THE DATA: Begin

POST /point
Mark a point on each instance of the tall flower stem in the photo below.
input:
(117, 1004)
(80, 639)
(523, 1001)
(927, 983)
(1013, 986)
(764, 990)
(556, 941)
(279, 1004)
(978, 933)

THE DATA: End

_YOUR TASK_.
Give the number of lines in the material above that have the word "point" in them, and nothing more.

_WRITTEN RESPONSE_.
2